═══ データ一覧 ═══
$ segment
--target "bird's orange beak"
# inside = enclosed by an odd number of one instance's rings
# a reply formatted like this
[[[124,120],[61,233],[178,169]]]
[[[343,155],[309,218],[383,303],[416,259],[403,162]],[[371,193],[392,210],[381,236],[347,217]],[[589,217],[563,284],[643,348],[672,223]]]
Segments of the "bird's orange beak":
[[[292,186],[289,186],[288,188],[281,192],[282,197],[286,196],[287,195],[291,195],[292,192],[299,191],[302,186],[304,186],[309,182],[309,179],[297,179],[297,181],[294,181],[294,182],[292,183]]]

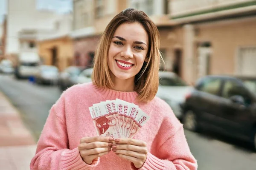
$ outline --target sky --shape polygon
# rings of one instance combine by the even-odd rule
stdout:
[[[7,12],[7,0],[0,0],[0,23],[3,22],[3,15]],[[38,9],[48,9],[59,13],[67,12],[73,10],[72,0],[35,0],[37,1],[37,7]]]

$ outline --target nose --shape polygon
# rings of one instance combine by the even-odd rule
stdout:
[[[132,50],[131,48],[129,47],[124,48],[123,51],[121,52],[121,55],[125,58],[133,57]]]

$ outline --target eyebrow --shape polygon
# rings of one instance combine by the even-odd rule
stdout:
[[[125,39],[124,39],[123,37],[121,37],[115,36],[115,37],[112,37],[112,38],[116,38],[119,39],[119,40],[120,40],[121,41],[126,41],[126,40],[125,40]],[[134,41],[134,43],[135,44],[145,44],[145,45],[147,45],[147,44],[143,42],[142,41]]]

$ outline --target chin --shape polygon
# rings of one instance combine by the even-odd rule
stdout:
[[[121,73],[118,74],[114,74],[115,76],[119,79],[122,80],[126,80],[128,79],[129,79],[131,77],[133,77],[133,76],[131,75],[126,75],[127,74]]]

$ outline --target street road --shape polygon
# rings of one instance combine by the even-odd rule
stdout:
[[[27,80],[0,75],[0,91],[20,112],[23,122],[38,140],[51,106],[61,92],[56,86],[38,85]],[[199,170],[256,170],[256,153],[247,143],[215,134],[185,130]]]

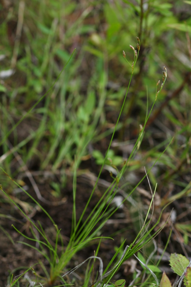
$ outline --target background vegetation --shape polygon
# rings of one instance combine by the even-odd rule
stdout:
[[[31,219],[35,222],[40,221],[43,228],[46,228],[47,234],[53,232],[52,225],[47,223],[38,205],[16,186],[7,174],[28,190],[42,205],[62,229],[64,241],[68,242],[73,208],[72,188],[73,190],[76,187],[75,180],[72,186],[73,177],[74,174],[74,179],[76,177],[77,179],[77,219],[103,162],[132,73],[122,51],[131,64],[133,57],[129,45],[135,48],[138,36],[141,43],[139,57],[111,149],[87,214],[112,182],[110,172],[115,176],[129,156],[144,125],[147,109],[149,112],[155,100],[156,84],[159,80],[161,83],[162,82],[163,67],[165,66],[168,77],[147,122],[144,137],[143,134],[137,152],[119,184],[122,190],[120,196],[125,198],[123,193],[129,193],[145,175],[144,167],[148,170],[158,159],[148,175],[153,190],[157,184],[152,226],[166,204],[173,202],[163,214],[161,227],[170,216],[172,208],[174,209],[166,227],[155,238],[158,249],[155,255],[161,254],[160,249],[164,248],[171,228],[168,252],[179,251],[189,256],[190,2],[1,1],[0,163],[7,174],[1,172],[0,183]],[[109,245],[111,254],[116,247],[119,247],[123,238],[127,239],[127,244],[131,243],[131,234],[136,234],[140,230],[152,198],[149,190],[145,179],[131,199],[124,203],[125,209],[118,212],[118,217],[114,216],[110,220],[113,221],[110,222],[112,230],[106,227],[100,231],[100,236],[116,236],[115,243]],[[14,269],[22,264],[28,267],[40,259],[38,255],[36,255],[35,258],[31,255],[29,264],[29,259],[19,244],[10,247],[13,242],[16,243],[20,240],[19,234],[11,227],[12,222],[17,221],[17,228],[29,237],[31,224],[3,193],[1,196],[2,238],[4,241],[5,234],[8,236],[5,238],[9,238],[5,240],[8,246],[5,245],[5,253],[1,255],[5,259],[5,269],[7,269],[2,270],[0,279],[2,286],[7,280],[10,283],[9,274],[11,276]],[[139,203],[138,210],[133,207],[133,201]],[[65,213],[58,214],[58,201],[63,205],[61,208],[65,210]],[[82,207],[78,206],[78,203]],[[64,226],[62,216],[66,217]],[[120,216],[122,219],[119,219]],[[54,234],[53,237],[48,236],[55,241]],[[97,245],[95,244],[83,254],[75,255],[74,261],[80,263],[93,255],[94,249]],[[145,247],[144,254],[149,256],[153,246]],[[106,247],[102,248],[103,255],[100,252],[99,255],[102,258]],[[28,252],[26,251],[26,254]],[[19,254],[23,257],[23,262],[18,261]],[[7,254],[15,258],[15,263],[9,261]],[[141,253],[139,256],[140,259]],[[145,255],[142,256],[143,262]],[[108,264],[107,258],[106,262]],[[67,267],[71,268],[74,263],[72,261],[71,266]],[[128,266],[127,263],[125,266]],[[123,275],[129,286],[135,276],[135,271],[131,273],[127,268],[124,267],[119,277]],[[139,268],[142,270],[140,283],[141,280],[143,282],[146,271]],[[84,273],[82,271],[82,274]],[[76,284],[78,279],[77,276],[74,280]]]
═══
▶ [指示と要件] 上のデータのうち、「bird」という語を含む行をすべて示してください。

▶ [タスクの解答]
--target "bird's orange beak"
Segments of the "bird's orange beak":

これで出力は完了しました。